(Task goal): Repeat each line of the material below exactly as it appears, minus any pictures.

-*-*-

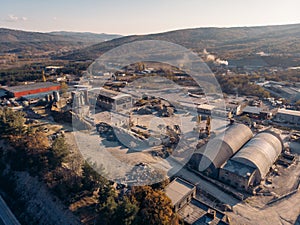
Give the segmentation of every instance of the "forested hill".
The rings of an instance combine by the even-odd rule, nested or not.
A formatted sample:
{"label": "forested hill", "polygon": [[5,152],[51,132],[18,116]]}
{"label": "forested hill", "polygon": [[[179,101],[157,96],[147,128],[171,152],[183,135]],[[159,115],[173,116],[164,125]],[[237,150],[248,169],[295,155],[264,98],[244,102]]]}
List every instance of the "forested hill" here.
{"label": "forested hill", "polygon": [[196,28],[159,34],[134,35],[113,39],[84,49],[67,53],[60,59],[91,60],[102,53],[133,41],[164,40],[182,45],[196,52],[207,49],[227,59],[245,58],[246,55],[265,53],[267,56],[300,54],[300,24],[235,27]]}
{"label": "forested hill", "polygon": [[0,53],[45,53],[62,48],[78,49],[119,38],[120,35],[79,32],[28,32],[0,28]]}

-*-*-

(Answer to the exercise):
Give the segmentation of every instance of the "forested hill".
The rings of an instance combine by the even-odd rule, nested or not.
A formatted sample:
{"label": "forested hill", "polygon": [[5,152],[51,132],[18,116]]}
{"label": "forested hill", "polygon": [[[179,101],[157,96],[147,128],[171,152],[183,135]],[[159,115],[173,116],[164,125]],[[237,150],[248,169],[295,155],[264,98],[244,102]]]}
List every instance of the "forested hill" here.
{"label": "forested hill", "polygon": [[196,28],[159,34],[134,35],[113,39],[84,49],[67,53],[60,59],[91,60],[102,53],[133,41],[164,40],[182,45],[196,52],[207,49],[227,59],[245,58],[246,55],[265,53],[267,56],[300,54],[300,24],[235,27]]}
{"label": "forested hill", "polygon": [[0,53],[45,53],[62,48],[78,49],[119,38],[120,35],[79,32],[28,32],[0,28]]}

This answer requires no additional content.